WORK ITEM:
Each line below should be repeated exactly, but no picture should be carried over.

MATERIAL TO PROCESS Start Marker

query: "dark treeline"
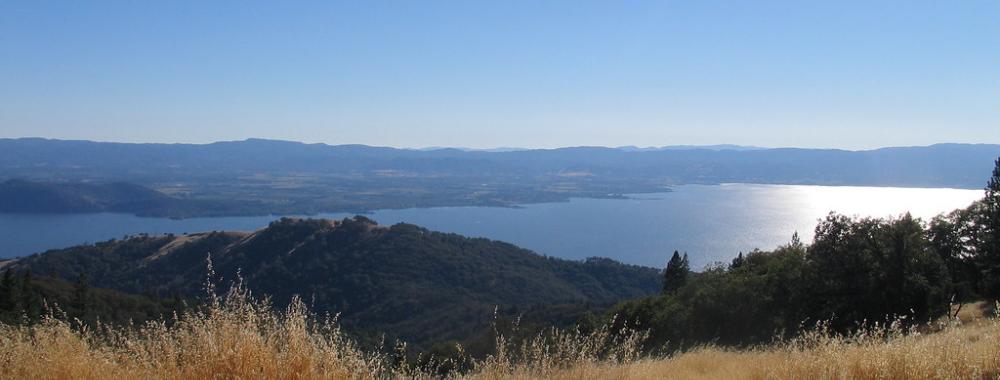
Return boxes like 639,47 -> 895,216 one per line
610,158 -> 1000,349
0,268 -> 185,326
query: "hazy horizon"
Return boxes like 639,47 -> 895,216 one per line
3,135 -> 1000,152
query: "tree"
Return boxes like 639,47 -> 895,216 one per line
929,213 -> 978,302
18,270 -> 38,321
0,269 -> 14,308
663,250 -> 690,294
0,269 -> 17,323
790,232 -> 803,250
731,252 -> 745,269
71,273 -> 91,319
982,157 -> 1000,300
807,213 -> 950,326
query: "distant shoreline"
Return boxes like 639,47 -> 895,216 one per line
0,181 -> 986,219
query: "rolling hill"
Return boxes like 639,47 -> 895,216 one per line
5,216 -> 661,347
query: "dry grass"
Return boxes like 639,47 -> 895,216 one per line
1,283 -> 998,380
0,286 -> 391,380
518,318 -> 1000,380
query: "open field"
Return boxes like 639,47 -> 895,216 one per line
1,284 -> 997,380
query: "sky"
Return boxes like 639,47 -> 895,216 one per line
1,1 -> 998,149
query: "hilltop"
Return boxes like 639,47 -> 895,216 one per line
5,216 -> 660,348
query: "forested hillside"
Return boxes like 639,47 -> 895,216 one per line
609,158 -> 1000,349
6,216 -> 660,348
0,267 -> 184,326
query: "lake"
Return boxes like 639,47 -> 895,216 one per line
0,184 -> 983,268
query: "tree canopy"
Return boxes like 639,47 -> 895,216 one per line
662,251 -> 690,294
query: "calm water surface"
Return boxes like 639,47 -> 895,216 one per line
0,184 -> 983,268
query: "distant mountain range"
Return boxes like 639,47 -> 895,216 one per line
615,144 -> 766,152
420,144 -> 765,152
4,216 -> 661,349
0,138 -> 997,217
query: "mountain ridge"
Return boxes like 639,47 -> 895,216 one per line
1,138 -> 997,218
5,137 -> 995,152
6,216 -> 662,348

MATERIAL TO PROCESS End Marker

RESULT OF THIS EXERCISE:
query: "dark treeline"
Return boxes like 639,47 -> 895,216 one per line
610,158 -> 1000,349
0,268 -> 185,326
query: "hazy horizon"
Return boxes like 639,47 -> 895,216 one per line
3,135 -> 1000,152
query: "tree"
Return boxes like 639,47 -> 895,216 one per line
929,213 -> 978,302
18,270 -> 38,321
0,269 -> 14,308
663,250 -> 690,294
0,269 -> 17,323
790,232 -> 803,250
731,252 -> 745,269
71,273 -> 91,319
982,157 -> 1000,300
807,213 -> 950,326
query: "distant shoreline"
Return boxes like 639,47 -> 895,216 one per line
0,181 -> 986,219
query: "rolling hill"
Return boxes like 639,47 -> 895,216 one per line
5,216 -> 661,347
query: "dry grass"
Return boxes like 639,47 -> 895,216 one per line
1,283 -> 998,380
0,286 -> 391,380
518,318 -> 1000,380
query: "open field"
Return boxes like 639,47 -> 895,216 one per line
1,284 -> 997,380
query: "sky"
Return boxes like 639,47 -> 895,216 one per line
1,1 -> 998,149
query: "hilltop"
Return boxes like 639,47 -> 895,216 one per line
5,216 -> 660,348
query: "forested hillside"
Return boxes like 639,47 -> 895,216 one per line
609,158 -> 1000,349
6,216 -> 660,348
0,267 -> 184,326
query: "lake"
Return boxes like 639,47 -> 895,216 one per line
0,184 -> 983,268
query: "tree canopy"
Return boxes like 639,47 -> 895,216 one per line
662,251 -> 690,294
query: "calm water surface"
Return boxes like 639,47 -> 895,216 one per line
0,184 -> 983,268
query: "distant mountain range"
Return boxes like 639,47 -> 895,216 one per line
615,144 -> 766,152
420,144 -> 765,152
4,216 -> 661,349
0,138 -> 997,217
query: "mountain ridge"
Return boxes like 639,47 -> 895,216 one per line
1,138 -> 997,218
5,137 -> 995,152
6,216 -> 662,348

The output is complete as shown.